March 30, 2008

Tax Planning: The Top Five Insured Strategies

Last time we looked at life insurance sales in Canada. This time we'll dive deeper to see what permanent insured wealth management strategies affluent Canadians use. As you'll see, the main reason is tax planning.

The Top Five

Here are the perennial top five strategies based on research from the Newlink Group, which surveys major national firms selling insurance across Canada, including members of the Investment Dealers Association (IDA) and Mutual Funds Dealers Association (MFDA).

The ranking is by cases sold (highest to lowest):
  1. Legacy Bond (31%)
  2. Insured Retirement Strategy (19%)
  3. Estate Protection (12%)
  4. Income Shelter (10%)
  5. Insured Annuity (10%)
Only Estate Protection has a traditional insurance focus --- and that's only 10% of cases. The rest target investment growth, after-tax income and tax reduction. Do these strategies address the six financial fears of Canadians? Not exactly. Those fears were for the general population. The wealthy have different concerns.

Fans of the 80/20 rule may notice that we're close with 82/18. Naturally, the suitability of a strategy depends on various factors such as age, health, investment style, time horizon and tax rates.

#1: Legacy Bond
Situation: You have set aside money to create a financial legacy for your heirs. As a prudent custodian, you require that the capital is preserved. So you invest in conservative, highly taxed investments like GICs. You'd like to maximize your gift by minimizing tax.

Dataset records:
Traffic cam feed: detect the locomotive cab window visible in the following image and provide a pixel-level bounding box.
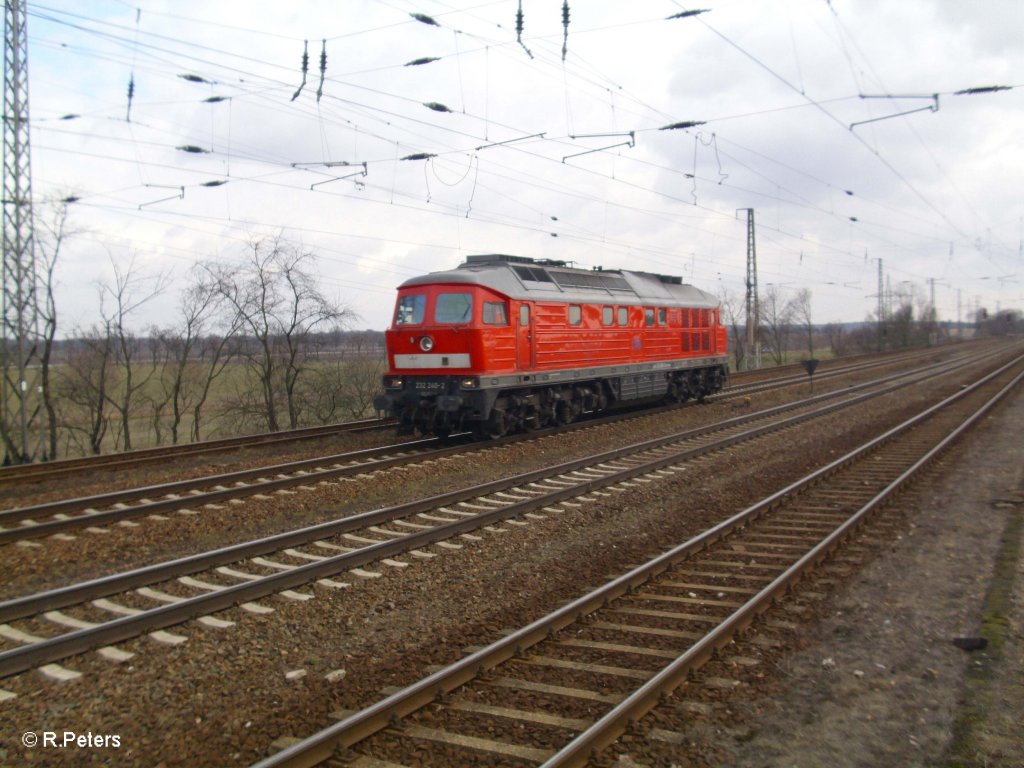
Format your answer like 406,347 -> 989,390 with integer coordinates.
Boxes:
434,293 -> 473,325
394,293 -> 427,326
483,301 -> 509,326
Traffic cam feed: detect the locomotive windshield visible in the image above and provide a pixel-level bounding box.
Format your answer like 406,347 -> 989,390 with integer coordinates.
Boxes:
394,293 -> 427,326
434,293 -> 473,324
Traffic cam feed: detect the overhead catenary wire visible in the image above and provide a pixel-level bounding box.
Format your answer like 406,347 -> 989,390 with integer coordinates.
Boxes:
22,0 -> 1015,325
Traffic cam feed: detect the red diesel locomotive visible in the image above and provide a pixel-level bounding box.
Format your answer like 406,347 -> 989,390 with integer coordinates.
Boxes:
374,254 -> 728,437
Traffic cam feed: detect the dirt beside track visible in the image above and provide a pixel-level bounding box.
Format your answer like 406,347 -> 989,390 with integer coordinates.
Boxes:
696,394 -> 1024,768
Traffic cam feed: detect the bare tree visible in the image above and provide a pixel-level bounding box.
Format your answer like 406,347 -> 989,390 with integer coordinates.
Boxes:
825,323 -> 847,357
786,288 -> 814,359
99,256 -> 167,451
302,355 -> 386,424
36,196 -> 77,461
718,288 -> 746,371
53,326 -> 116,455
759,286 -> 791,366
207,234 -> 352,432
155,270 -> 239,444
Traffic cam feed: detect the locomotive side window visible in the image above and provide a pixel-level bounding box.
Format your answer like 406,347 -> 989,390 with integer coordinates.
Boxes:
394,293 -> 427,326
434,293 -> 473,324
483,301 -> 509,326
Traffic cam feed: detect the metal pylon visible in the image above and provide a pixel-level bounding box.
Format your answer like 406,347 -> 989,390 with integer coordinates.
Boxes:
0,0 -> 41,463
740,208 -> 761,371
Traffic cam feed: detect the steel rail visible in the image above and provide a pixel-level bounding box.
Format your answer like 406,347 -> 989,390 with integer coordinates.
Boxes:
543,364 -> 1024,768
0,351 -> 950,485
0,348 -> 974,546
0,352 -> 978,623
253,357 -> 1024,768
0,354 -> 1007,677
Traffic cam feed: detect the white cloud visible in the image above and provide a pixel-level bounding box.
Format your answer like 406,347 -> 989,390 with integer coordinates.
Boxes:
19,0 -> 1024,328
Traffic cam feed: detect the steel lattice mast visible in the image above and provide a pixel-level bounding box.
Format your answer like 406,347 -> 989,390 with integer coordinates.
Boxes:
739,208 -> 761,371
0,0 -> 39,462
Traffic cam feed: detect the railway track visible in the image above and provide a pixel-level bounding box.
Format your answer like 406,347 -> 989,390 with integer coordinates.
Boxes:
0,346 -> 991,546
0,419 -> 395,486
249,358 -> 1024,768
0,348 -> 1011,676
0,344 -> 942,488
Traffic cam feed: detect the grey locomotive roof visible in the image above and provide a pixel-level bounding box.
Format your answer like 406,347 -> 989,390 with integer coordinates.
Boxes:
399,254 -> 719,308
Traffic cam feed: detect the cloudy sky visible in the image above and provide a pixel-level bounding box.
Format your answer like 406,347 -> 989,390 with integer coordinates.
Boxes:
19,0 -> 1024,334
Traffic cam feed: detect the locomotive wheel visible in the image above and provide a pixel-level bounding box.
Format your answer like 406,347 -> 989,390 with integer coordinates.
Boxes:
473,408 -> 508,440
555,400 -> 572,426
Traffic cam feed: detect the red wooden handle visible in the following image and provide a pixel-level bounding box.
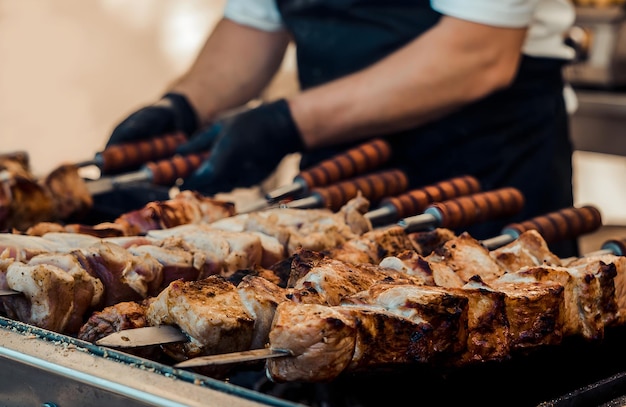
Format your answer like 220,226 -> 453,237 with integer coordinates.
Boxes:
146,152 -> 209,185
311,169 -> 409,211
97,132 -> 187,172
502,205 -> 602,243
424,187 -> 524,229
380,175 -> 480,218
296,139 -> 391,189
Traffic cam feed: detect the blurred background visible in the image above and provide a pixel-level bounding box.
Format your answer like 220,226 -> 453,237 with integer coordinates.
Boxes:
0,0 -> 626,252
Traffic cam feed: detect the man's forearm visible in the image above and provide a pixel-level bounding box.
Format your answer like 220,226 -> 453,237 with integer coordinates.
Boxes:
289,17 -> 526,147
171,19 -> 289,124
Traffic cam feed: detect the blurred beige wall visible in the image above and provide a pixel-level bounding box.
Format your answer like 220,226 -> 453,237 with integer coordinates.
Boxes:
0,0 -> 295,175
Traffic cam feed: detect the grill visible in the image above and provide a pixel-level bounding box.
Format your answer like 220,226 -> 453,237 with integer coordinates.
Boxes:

● WORK TO COMPLETE: In the tax planning article, which strategy ranks first by cases sold?

● TASK RESPONSE: The Legacy Bond ranks first, at 31% of cases sold.